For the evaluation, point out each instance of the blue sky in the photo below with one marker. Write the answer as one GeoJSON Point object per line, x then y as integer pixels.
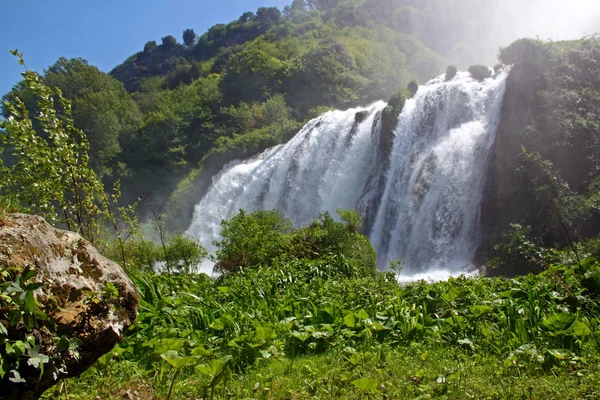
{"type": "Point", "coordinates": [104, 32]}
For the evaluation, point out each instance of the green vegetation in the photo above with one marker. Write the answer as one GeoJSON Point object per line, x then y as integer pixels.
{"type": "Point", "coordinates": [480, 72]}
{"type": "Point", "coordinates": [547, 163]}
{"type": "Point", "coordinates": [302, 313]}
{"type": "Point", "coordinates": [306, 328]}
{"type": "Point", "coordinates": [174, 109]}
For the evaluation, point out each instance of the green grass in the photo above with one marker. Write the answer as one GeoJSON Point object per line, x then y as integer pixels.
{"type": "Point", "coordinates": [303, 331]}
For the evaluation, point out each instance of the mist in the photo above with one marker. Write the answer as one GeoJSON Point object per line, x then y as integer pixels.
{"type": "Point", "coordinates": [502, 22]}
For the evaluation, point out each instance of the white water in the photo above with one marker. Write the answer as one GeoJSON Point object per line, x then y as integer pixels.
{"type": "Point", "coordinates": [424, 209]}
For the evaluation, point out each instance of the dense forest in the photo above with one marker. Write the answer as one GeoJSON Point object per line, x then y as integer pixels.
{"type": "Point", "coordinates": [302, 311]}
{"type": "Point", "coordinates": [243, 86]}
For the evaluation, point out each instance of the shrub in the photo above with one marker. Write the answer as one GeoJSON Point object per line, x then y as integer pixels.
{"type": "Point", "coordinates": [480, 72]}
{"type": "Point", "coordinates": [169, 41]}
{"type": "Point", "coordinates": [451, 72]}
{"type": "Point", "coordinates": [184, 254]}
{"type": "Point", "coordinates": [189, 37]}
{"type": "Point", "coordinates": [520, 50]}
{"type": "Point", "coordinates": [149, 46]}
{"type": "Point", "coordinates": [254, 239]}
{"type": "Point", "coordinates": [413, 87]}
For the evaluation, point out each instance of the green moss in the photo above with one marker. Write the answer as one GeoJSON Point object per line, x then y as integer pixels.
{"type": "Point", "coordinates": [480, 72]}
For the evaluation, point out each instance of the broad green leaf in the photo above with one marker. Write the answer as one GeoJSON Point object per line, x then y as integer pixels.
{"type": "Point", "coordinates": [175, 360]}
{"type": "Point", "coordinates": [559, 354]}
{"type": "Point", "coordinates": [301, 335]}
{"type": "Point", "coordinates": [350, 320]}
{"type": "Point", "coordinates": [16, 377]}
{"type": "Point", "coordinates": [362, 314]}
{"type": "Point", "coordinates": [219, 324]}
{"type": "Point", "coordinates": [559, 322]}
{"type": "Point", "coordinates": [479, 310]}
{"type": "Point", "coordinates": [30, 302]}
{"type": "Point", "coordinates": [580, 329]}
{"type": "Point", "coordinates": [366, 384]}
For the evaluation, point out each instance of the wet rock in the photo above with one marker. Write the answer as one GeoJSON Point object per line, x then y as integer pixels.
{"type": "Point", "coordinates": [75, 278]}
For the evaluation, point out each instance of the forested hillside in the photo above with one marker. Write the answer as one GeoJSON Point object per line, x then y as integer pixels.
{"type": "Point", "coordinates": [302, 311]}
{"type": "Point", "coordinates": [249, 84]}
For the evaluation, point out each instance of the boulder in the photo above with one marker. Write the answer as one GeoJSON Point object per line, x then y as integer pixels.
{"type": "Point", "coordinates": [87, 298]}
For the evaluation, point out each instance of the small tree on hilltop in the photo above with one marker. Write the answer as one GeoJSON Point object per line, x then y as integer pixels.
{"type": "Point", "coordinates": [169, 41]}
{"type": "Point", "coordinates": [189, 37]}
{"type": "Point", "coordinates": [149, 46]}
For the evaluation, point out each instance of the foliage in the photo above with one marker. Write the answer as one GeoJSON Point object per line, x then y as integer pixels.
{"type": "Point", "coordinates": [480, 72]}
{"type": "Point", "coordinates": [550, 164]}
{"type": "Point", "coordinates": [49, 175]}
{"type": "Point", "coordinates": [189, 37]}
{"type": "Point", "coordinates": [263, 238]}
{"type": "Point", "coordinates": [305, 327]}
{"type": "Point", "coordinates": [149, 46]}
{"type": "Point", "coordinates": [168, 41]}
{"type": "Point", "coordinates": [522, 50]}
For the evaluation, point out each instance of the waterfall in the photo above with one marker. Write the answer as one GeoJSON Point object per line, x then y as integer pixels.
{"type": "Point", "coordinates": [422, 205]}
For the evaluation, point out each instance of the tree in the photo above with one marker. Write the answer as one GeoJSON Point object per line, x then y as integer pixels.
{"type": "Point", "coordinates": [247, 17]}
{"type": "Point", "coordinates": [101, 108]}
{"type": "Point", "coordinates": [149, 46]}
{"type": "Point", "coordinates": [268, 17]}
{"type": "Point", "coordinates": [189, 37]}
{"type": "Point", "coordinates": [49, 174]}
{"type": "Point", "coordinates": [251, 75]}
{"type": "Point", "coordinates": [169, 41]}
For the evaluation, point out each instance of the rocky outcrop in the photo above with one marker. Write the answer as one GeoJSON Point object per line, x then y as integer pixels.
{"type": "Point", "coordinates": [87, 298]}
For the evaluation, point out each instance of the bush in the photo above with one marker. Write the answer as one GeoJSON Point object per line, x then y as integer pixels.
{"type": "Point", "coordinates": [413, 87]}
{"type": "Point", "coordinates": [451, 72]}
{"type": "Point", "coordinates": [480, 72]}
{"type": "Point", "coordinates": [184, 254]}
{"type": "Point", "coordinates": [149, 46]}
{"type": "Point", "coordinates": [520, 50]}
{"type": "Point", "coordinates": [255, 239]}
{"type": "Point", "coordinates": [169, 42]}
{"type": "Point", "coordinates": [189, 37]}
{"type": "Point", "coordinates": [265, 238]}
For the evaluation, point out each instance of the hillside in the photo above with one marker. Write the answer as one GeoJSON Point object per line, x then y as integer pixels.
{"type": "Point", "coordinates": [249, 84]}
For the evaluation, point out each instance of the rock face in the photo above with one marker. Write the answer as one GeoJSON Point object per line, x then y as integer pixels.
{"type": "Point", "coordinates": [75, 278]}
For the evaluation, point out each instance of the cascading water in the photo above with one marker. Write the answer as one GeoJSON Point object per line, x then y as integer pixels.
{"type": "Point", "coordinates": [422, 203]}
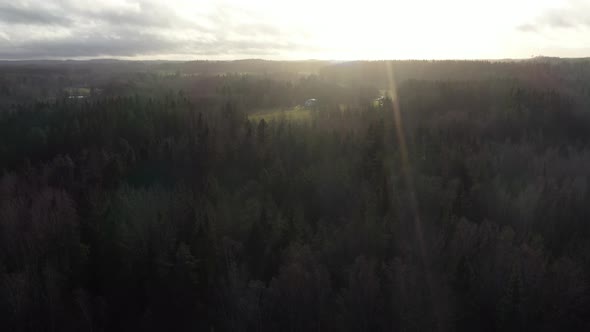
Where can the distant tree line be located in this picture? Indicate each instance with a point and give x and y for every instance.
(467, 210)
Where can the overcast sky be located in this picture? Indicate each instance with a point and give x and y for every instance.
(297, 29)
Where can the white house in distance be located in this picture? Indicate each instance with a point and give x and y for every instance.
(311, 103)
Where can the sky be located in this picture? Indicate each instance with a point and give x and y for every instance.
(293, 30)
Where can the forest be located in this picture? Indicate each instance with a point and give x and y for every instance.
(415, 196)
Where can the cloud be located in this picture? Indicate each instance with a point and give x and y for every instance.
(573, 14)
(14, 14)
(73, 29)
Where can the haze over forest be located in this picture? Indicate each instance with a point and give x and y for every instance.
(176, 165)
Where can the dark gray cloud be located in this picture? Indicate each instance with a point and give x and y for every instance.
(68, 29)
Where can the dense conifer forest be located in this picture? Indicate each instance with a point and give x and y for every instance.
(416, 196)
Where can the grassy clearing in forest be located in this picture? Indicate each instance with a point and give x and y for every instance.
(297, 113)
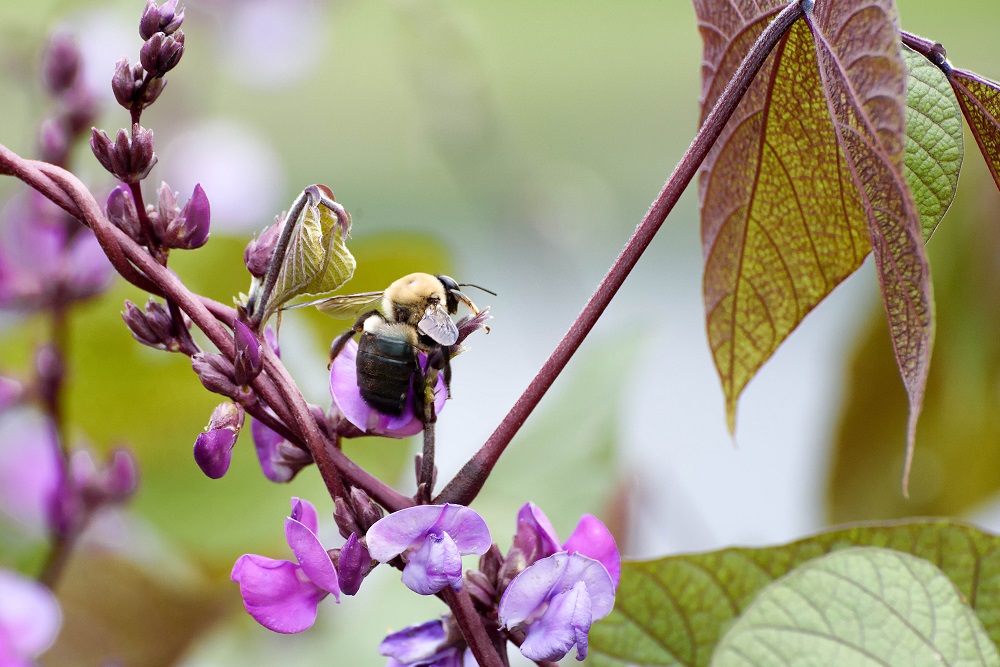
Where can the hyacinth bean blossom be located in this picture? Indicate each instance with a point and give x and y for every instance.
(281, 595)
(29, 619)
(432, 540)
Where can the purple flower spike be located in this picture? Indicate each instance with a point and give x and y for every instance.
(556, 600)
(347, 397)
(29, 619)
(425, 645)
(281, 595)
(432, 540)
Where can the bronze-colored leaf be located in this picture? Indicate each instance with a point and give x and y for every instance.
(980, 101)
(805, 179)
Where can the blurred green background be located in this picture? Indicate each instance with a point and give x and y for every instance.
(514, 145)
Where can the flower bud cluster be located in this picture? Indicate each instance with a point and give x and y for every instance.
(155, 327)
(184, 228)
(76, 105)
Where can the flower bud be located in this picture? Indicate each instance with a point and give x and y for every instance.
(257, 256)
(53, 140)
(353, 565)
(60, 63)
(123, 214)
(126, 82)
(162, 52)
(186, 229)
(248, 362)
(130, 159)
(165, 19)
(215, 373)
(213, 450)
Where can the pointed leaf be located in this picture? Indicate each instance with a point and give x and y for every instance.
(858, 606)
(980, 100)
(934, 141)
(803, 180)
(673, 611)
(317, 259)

·····

Your task is to output exactly the lines running from the one with "Where can the blurred" through the final line of the material above, with both ends included.

Where can the blurred green background be located in this picture? Indicate each instance with a point and give x and y for every instance.
(514, 145)
Where can the flower bud cluster be located in this picture? Indicate each instance with a point and give x and y for every instance.
(155, 327)
(184, 228)
(76, 105)
Where can the flower bud be located in this picture? Indicate each instance with a point and give x and y for every instance.
(257, 256)
(53, 140)
(353, 565)
(60, 63)
(123, 214)
(126, 82)
(162, 52)
(186, 229)
(248, 362)
(130, 159)
(165, 19)
(215, 373)
(213, 450)
Where can the pointed leaf be located in this picture? Indicate each instance with a point and give x and y for every instance.
(858, 606)
(980, 100)
(934, 141)
(803, 180)
(673, 611)
(317, 259)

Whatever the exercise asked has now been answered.